== GIVEN TEXT ==

Let’s take another look at Veeva Systems (VEEV) (November 28, 2014)

print

I want to look back at Veeva Systems ( NYSE:VEEV ). When I was last looking at this stock and I mentioned this is an IPO stock; it had been cut in half and the stock had been consolidating. This is how it looked on this Friday or Thursday or whenever I looked at it last, I know it was one of these two days. I mentioned that this was a stock if you’re looking for a trading stock, this was not really you’re stock because this thing could kind of drift sideways for quite a while, you can see the general trend, it’s not a trading stock.

However, if you are patient and you just want a stock to hold this is probably a good stock for you. So if we had instead traded this stock, first of all where’s your entry here, maybe here. You’re chipping around here in a stupid 10 percent, maybe, trading range on this goofy stock; trending up above the 50-day moving average, but you’re saying okay I’ll buy this stock here. The low is 27.31 and then the stock moves up a little bit; happy, happy, joy, joy. What have you made, like 15 cents? Not even that, and the stock is grinding around here and now you’ve gotten taken out of your position.

This is what happens when you are trading a stock that is not a tradable stock, it’s not a stock that should be traded. It’s a stock that if you are going to buy it, then buy it for a reason; and that is because you’re comfortable holding it. Here’s the other thing, just about any other market commentator will give you a trading idea and you really like it. You go like, “Oh my gosh this is great,” or maybe it sucks, but lets say you like it; you have to keep in mind what you’re timeframe is, it has to be in sync with what the stock is doing.

It’s one thing for somebody to say, “Hey buy this stock right now, it’s moving.” If that’s your trade, which is fine, then if the stock’s not moving then there’s really no reason for you to be in it. Because the only reason you were in it was because quote, “it was supposed to be moving” and it’s not. On the other hand if you’re buying a stock because you think it’s a good long-term hold; it’s flitting around here, kind of moving sideways, not doing a whole lot, but you like the uptrend; you like the 50-day moving average, you like the company, you like the business that it’s in, all of this stuff.

===

▶ [PROBLEMS TO WORK ON]
(1) In the Veeva Systems commentary, what is the low given for the hypothetical entry?
(2) Please extract the stretch of the Veeva Systems commentary from "However, if you" through "of your position.", word for word.

== GIVEN INFORMATION ==

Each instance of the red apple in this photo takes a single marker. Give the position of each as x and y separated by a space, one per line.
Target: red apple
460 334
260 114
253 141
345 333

===

▶ [ANSWERS BELOW]
(1) 27.31

(2)
However, if you are patient and you just want a stock to hold this is probably a good stock for you. So if we had instead traded this stock, first of all where’s your entry here, maybe here. You’re chipping around here in a stupid 10 percent, maybe, trading range on this goofy stock; trending up above the 50-day moving average, but you’re saying okay I’ll buy this stock here. The low is 27.31 and then the stock moves up a little bit; happy, happy, joy, joy. What have you made, like 15 cents? Not even that, and the stock is grinding around here and now you’ve gotten taken out of your position.